GOAL OF THE EXERCISE> Nothing but the lines from the one containing "of the round" through the last line should be written out, please, exactly as they stand.

GIVEN RECORDS>
•••

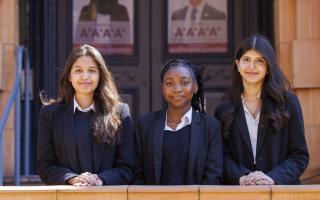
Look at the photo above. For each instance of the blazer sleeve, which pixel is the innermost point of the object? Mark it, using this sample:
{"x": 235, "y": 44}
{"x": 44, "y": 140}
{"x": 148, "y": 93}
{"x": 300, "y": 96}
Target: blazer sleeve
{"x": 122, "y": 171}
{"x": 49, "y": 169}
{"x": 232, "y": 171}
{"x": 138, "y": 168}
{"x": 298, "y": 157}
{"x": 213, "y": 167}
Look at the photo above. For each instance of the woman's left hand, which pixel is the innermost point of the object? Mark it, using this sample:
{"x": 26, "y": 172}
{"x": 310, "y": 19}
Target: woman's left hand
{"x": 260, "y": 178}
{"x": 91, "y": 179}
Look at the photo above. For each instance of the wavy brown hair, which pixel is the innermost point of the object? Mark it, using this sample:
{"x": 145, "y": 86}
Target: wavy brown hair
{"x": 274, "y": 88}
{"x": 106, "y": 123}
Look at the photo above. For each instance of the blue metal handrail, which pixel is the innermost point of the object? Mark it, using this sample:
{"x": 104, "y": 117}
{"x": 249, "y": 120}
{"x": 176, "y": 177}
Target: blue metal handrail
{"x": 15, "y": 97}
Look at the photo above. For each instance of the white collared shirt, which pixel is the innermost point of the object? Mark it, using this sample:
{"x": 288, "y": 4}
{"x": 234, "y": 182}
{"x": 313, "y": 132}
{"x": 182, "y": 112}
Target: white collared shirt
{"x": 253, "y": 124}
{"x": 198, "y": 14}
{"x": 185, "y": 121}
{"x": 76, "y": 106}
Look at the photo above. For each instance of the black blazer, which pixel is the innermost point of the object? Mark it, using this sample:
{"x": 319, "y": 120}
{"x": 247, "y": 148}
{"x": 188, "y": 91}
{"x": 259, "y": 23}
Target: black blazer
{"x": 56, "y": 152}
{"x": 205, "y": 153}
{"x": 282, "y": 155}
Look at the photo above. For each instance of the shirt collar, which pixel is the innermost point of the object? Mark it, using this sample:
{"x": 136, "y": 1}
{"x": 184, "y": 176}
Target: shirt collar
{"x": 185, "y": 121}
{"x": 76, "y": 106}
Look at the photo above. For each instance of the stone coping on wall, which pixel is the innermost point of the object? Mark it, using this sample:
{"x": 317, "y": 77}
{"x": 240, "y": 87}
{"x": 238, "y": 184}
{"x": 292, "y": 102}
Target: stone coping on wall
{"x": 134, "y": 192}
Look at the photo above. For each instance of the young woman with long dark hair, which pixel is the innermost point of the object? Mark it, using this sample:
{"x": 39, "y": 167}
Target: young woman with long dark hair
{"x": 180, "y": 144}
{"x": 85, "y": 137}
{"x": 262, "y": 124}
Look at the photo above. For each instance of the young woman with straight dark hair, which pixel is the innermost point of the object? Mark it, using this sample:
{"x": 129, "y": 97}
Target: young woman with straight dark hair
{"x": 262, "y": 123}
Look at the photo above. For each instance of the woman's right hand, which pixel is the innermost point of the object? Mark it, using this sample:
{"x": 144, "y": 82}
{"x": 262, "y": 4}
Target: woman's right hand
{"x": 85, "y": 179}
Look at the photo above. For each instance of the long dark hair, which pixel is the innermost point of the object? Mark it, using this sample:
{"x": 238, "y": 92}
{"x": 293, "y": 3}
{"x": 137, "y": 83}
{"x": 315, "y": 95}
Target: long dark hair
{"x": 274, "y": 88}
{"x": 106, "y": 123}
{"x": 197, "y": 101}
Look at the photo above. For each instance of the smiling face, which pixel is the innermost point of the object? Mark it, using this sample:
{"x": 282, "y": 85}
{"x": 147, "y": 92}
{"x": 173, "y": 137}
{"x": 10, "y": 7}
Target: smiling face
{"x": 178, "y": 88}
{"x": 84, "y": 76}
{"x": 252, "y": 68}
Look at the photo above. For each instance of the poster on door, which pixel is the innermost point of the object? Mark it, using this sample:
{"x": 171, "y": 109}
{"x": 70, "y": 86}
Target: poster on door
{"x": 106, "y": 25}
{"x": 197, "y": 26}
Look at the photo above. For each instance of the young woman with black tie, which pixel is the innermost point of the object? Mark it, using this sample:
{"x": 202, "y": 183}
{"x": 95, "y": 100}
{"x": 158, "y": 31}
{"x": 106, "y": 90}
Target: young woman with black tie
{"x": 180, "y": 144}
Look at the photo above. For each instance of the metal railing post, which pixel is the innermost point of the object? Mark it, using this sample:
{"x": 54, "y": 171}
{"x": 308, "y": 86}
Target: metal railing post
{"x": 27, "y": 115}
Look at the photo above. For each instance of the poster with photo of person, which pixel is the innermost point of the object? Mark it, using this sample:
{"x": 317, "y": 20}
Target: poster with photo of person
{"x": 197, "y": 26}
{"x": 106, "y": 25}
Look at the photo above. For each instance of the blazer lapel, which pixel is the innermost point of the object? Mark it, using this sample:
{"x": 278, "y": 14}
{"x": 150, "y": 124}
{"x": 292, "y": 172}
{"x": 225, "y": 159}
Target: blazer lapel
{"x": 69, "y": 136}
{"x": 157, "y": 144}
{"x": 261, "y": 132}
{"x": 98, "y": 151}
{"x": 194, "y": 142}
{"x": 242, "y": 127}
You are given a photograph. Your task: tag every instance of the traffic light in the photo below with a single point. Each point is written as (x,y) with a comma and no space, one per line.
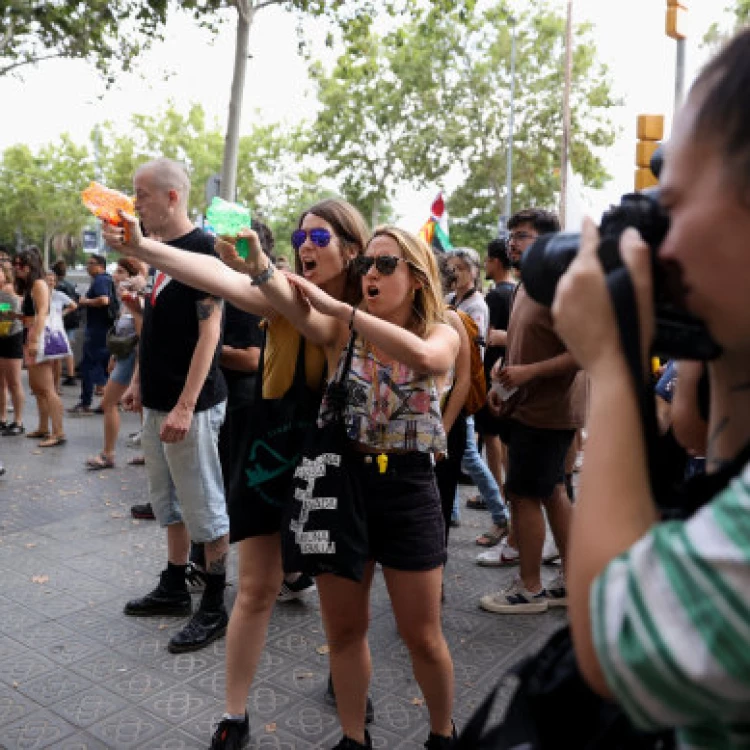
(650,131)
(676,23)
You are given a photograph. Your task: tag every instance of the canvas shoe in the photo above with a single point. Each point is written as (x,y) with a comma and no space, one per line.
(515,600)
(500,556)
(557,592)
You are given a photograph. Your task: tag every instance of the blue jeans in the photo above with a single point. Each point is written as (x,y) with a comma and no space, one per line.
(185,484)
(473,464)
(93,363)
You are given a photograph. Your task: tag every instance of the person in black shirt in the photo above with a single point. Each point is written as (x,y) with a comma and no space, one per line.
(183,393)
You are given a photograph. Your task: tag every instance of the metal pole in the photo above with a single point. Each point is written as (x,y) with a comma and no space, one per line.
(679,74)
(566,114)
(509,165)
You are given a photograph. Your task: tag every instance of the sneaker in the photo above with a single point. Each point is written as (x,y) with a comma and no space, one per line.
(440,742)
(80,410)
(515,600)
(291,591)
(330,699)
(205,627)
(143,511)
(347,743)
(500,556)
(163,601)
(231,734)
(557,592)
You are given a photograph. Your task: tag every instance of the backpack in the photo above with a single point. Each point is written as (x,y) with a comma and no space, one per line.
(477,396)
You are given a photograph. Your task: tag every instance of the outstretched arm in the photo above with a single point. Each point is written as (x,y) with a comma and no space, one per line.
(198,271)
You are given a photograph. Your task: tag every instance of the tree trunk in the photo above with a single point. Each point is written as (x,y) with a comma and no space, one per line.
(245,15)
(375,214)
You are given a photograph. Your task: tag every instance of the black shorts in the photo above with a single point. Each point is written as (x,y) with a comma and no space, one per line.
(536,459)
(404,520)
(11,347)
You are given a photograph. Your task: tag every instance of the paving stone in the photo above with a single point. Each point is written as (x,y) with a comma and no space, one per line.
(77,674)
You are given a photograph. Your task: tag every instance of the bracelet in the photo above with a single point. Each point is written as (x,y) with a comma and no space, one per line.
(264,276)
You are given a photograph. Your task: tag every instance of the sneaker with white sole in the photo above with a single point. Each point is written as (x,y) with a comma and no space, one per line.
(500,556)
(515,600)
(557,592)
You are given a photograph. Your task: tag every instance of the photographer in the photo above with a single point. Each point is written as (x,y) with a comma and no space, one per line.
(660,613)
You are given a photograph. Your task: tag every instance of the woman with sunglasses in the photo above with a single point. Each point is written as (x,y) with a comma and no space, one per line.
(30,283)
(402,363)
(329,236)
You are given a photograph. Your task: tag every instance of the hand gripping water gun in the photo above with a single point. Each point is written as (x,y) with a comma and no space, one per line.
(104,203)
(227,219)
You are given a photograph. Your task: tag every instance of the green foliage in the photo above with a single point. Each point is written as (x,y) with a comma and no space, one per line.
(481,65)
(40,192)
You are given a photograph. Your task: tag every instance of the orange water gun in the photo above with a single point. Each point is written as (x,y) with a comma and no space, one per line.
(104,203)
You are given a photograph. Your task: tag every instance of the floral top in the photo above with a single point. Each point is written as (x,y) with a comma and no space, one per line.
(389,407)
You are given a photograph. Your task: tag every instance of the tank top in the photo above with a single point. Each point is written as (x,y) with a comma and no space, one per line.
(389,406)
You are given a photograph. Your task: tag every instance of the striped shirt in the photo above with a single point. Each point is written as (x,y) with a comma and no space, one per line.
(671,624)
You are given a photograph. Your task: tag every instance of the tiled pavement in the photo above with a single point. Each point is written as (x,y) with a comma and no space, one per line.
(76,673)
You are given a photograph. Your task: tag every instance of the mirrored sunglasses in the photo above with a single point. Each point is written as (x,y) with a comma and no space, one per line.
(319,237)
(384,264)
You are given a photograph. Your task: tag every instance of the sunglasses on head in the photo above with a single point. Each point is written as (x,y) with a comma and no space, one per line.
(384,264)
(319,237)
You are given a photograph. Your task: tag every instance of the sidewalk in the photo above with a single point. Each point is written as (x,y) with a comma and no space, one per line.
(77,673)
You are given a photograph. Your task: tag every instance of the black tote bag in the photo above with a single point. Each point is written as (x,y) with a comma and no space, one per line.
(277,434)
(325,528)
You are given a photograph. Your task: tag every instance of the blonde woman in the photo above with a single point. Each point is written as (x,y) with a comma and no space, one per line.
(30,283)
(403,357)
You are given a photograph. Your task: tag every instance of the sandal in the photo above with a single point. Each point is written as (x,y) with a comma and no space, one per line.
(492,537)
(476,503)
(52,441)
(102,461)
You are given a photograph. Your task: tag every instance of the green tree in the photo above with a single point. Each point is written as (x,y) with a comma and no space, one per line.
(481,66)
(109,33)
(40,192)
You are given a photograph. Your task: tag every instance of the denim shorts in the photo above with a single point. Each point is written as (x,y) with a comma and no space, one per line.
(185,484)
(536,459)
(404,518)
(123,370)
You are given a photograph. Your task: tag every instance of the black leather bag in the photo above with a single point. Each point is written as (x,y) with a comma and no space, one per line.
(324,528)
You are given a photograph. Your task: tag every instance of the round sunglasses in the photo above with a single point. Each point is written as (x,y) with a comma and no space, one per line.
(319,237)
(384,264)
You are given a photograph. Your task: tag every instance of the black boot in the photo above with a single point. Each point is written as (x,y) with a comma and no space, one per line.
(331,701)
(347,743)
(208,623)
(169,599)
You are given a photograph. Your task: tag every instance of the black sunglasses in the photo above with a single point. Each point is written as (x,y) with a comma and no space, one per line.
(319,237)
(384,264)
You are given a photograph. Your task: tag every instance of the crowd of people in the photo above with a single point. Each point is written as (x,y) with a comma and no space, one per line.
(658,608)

•••

EXERCISE SOLUTION>
You are given a photograph. Your task: tag every instance of the round sunglasses in the photo above with a single point. Each point is written as (x,y) with a comma and no space, one per line.
(319,237)
(384,264)
You are given a photograph. Your task: tag every instance of the black boot in the photo above with a single point. Each point is written as (x,y) with a comma and no space, one per line.
(331,701)
(347,743)
(208,623)
(169,599)
You are given a photograph. Your task: tag every instance of the black sunglasses in the photo above with a single point. Each point is written as (x,y) with a comma and no space, one per line.
(319,237)
(384,264)
You are given a photograph. Your task: tag every instance of the crowd of people in the photo above with a single point. Each point is written as (x,y) with a comma and no space, one per line.
(658,608)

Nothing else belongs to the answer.